課題の指示
以下の行をすべて、空行を除いた番号付きリストに整形してください。画像は解答に含めないでください。

提示された行
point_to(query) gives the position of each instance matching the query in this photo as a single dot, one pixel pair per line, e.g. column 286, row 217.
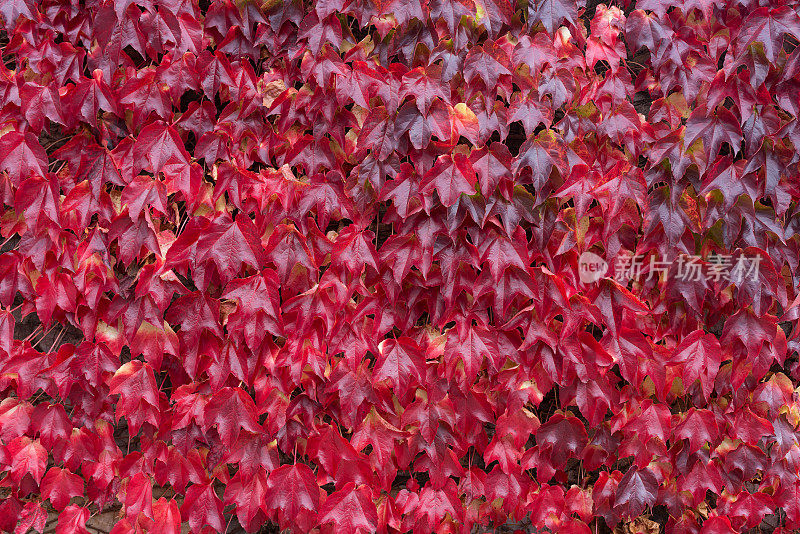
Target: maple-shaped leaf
column 229, row 244
column 247, row 494
column 471, row 345
column 746, row 510
column 292, row 490
column 139, row 496
column 551, row 13
column 767, row 26
column 27, row 456
column 351, row 509
column 717, row 525
column 702, row 477
column 699, row 356
column 202, row 507
column 378, row 134
column 257, row 313
column 135, row 382
column 377, row 432
column 714, row 129
column 32, row 516
column 501, row 253
column 422, row 126
column 231, row 410
column 491, row 164
column 73, row 520
column 158, row 144
column 450, row 177
column 424, row 85
column 354, row 251
column 699, row 427
column 14, row 9
column 480, row 63
column 60, row 485
column 637, row 489
column 401, row 362
column 541, row 154
column 564, row 437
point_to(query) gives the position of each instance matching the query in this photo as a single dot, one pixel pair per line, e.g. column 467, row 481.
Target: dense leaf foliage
column 318, row 265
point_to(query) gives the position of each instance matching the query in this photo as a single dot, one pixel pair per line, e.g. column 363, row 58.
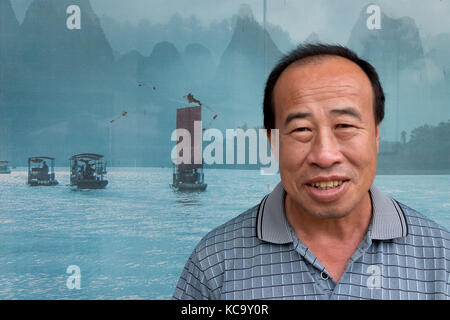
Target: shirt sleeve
column 192, row 284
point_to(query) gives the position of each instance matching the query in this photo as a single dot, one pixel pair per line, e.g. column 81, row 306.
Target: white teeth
column 325, row 185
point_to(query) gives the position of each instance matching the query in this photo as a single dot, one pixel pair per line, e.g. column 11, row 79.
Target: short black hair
column 317, row 50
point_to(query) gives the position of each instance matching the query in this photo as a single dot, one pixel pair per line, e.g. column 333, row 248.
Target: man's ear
column 377, row 136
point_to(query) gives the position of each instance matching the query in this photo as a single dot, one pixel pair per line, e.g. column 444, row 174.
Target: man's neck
column 309, row 226
column 332, row 240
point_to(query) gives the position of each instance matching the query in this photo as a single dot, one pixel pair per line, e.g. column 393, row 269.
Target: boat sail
column 189, row 176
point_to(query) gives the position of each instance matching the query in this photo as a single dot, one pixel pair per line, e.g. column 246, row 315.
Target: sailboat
column 4, row 168
column 189, row 176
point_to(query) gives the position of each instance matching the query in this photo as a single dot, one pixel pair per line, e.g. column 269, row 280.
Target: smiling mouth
column 327, row 185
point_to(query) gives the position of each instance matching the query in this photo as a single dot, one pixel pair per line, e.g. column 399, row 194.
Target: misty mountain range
column 60, row 89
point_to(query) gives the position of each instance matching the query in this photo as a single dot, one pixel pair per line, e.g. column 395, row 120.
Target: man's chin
column 328, row 214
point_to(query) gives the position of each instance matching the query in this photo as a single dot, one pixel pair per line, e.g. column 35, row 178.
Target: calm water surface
column 131, row 240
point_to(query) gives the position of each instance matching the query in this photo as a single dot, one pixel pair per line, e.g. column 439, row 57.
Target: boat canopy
column 90, row 156
column 40, row 159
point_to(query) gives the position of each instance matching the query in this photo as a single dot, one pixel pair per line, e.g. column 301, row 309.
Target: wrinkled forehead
column 321, row 78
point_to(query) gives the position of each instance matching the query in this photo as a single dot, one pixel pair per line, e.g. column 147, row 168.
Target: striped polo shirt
column 257, row 255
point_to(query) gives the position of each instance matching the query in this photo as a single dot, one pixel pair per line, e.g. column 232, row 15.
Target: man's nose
column 325, row 150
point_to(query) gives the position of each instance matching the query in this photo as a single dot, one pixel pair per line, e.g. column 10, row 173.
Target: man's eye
column 301, row 130
column 344, row 126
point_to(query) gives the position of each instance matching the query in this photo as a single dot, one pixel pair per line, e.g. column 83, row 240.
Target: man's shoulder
column 420, row 225
column 237, row 232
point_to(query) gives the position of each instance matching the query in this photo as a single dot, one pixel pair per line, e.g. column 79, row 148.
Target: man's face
column 328, row 137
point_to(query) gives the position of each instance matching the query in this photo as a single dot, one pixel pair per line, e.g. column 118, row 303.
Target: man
column 325, row 232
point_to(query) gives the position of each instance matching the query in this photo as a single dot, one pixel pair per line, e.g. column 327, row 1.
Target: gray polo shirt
column 257, row 255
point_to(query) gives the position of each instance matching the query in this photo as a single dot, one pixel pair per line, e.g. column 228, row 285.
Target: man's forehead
column 328, row 76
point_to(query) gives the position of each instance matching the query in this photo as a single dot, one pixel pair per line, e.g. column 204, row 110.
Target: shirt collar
column 388, row 218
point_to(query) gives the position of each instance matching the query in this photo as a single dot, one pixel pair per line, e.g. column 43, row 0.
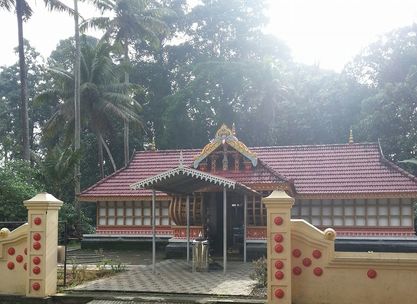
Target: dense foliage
column 181, row 73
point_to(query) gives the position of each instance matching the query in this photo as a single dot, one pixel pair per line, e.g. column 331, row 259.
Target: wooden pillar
column 245, row 224
column 153, row 232
column 42, row 245
column 188, row 227
column 224, row 230
column 279, row 206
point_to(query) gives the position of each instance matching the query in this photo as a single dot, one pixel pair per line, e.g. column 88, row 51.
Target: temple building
column 350, row 187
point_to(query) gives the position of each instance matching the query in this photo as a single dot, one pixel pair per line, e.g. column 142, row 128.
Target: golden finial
column 181, row 160
column 351, row 136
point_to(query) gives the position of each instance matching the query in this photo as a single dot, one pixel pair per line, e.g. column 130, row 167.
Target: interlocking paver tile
column 175, row 276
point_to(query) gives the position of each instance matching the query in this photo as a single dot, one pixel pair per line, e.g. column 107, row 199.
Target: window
column 132, row 213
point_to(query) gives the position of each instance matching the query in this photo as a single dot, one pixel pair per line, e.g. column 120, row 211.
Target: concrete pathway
column 175, row 277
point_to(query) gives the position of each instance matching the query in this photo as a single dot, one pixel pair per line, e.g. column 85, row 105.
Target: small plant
column 118, row 266
column 110, row 266
column 260, row 272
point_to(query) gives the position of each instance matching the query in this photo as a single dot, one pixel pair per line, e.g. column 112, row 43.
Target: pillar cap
column 279, row 197
column 42, row 200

解答
1. point_to(query) gives the position of each instance matching the query in this photo as a single dot, one pixel pair per line, e.g. column 286, row 217.
2. Target: maple-shaped leaf
3. column 229, row 244
4. column 247, row 494
5. column 471, row 345
6. column 746, row 510
7. column 292, row 490
8. column 139, row 496
9. column 551, row 13
10. column 767, row 26
11. column 27, row 456
12. column 351, row 509
13. column 717, row 525
14. column 702, row 477
15. column 699, row 356
16. column 202, row 507
17. column 378, row 134
18. column 257, row 313
19. column 135, row 382
20. column 377, row 432
21. column 714, row 129
22. column 32, row 516
23. column 501, row 253
24. column 422, row 126
25. column 231, row 410
26. column 491, row 164
27. column 73, row 520
28. column 158, row 144
29. column 450, row 177
30. column 424, row 85
31. column 354, row 251
32. column 699, row 427
33. column 14, row 9
34. column 480, row 63
35. column 60, row 485
36. column 637, row 489
37. column 401, row 362
38. column 541, row 154
39. column 564, row 437
40. point_to(query) gives the position of each instance matching the query in this photo as a single dot, one pixel pair per line, e.g. column 467, row 481.
41. Target: dense leaf foliage
42. column 318, row 265
43. point_to(query) gives the position of each instance matching the query in this photo as a single dot, one pixel pair per line, e.g. column 363, row 58.
44. Target: shirt sleeve
45. column 192, row 284
46. point_to(query) gives the position of each instance matching the query in this photo as a single dot, one pixel pair per line, e.g. column 81, row 306.
47. Target: white teeth
48. column 325, row 185
49. point_to(query) gives the position of each instance matching the query in this photo as a single dot, one pixel pair per line, e.g. column 11, row 79.
50. Target: short black hair
51. column 317, row 50
52. point_to(query) gives the position of each instance matching the query in this photo as a single dot, one pixel pair per line, e.g. column 333, row 248.
53. Target: man's ear
54. column 377, row 136
55. point_to(query) gives the position of each instance matching the query in this photo as a single dot, one pixel pair per line, e.g. column 444, row 174.
56. Target: man's neck
57. column 309, row 226
58. column 332, row 240
59. point_to(query) gives the position of each instance matching the query in this photo as a single dot, one pixel pair per line, e.g. column 393, row 269.
60. Target: boat sail
61. column 189, row 176
62. point_to(query) gives the position of each instance matching the query in this photo as a single dot, one pixel pair per line, e.g. column 246, row 315.
63. Target: sailboat
64. column 4, row 168
65. column 189, row 176
66. point_to(query) gives the position of each instance matching the query in this photo as a single dot, one pixel pair per line, e.g. column 269, row 280.
67. Target: smiling mouth
68. column 327, row 185
69. point_to(query) gives the position of each instance matching the query in this photo as a single dot, one pixel pair per line, e.g. column 399, row 194.
70. Target: misty mountain range
71. column 60, row 89
72. point_to(query) gives the position of each instance matching the query in this photo as a single dot, one pixel pair per line, e.g. column 395, row 120.
73. Target: man's chin
74. column 328, row 214
75. point_to(query) gives the position of each instance matching the query in this photo as a single dot, one pixel pair per line, e.g. column 35, row 178.
76. Target: calm water surface
77. column 131, row 240
78. point_to(query) gives the position of each instance matching the query in this photo as a single dot, one pixel pair per line, e.g. column 439, row 57.
79. Target: boat canopy
80. column 90, row 156
81. column 40, row 159
82. point_to(query) gives the position of each instance matching the query in this photo as a single dot, one pixel pair per line, e.g. column 301, row 309.
83. Target: wrinkled forehead
84. column 321, row 78
85. point_to(query) gives the position of each instance matching the query in this photo as a single dot, one pixel pair per line, e.g. column 147, row 168.
86. Target: striped polo shirt
87. column 257, row 255
88. point_to(query) gives the position of each instance matching the query in this photo as a single dot, one pixel pair per line, e.g. column 232, row 15.
89. Target: man's nose
90. column 325, row 150
91. point_to(query) gives the position of each instance matching the query in this photo as a single dot, one pixel pair per line, e.g. column 10, row 173.
92. Target: man's eye
93. column 301, row 130
94. column 344, row 126
95. point_to(query) gives the position of each instance matching the query in this photo as a single dot, one pixel pair per line, e.g. column 83, row 240.
96. Target: man's shoulder
97. column 420, row 225
98. column 237, row 232
99. point_to(query) gives the position of each instance matching the query in this photo as a single dot, one pixel pair per line, e.g. column 79, row 148.
100. Target: man's face
101. column 328, row 137
102. point_to(query) gives the position of each instance matching the query in this photo as a single dot, one pixel pair per line, e.g. column 118, row 303.
103. Target: man
104. column 325, row 232
105. point_to(query) gives the position of each instance matching the query in this photo as a single dot, one pixel pair per line, e.g. column 327, row 1.
106. Target: gray polo shirt
107. column 257, row 255
108. point_to(query) gives the position of each instance matching the query in this photo as a single dot, one pixel pair per line, e.g. column 228, row 285.
109. Target: man's forehead
110. column 328, row 76
111. point_to(query) gives the position of each instance matching the query in this photo as a single dot, one pixel pair per line, e.g. column 204, row 110.
112. Target: shirt collar
113. column 388, row 218
114. point_to(query) gives the position of each instance matching the query in this photo as a single dot, one pixel pair per line, e.g. column 43, row 0.
115. Target: dense foliage
116. column 181, row 73
117. point_to(query) gives the position of each instance matching the query in this photo as a single dot, one pixel pair per line, e.g. column 331, row 259.
118. Target: wooden pillar
119. column 245, row 224
120. column 153, row 232
121. column 42, row 245
122. column 188, row 227
123. column 224, row 230
124. column 279, row 206
125. point_to(query) gives the position of each instance matching the query in this photo as a single dot, one pixel pair per line, e.g. column 88, row 51.
126. Target: temple building
127. column 350, row 187
128. point_to(query) gives the position of each instance matching the query in this photo as a single dot, one pixel pair per line, e.g. column 142, row 128.
129. Target: golden finial
130. column 181, row 160
131. column 351, row 136
132. point_to(query) gives the position of each instance matching the query in this photo as a single dot, one pixel pair per line, e.g. column 130, row 167.
133. Target: interlocking paver tile
134. column 175, row 276
135. point_to(query) gives the position of each instance matching the query in this photo as a single dot, one pixel pair per line, e.g. column 107, row 199.
136. Target: window
137. column 132, row 213
138. point_to(query) gives the position of each instance matching the query in this photo as a single dot, one pixel pair per line, e.g. column 120, row 211.
139. Target: concrete pathway
140. column 175, row 277
141. point_to(query) gives the position of each instance matching the query in this photo as a single dot, one pixel pair per line, e.g. column 85, row 105.
142. Target: small plant
143. column 118, row 266
144. column 110, row 266
145. column 260, row 272
146. point_to(query) gives the position of each instance matching the query in this photo as a single dot, one pixel pair per line, e.g. column 112, row 43.
147. Target: pillar cap
148. column 279, row 197
149. column 42, row 200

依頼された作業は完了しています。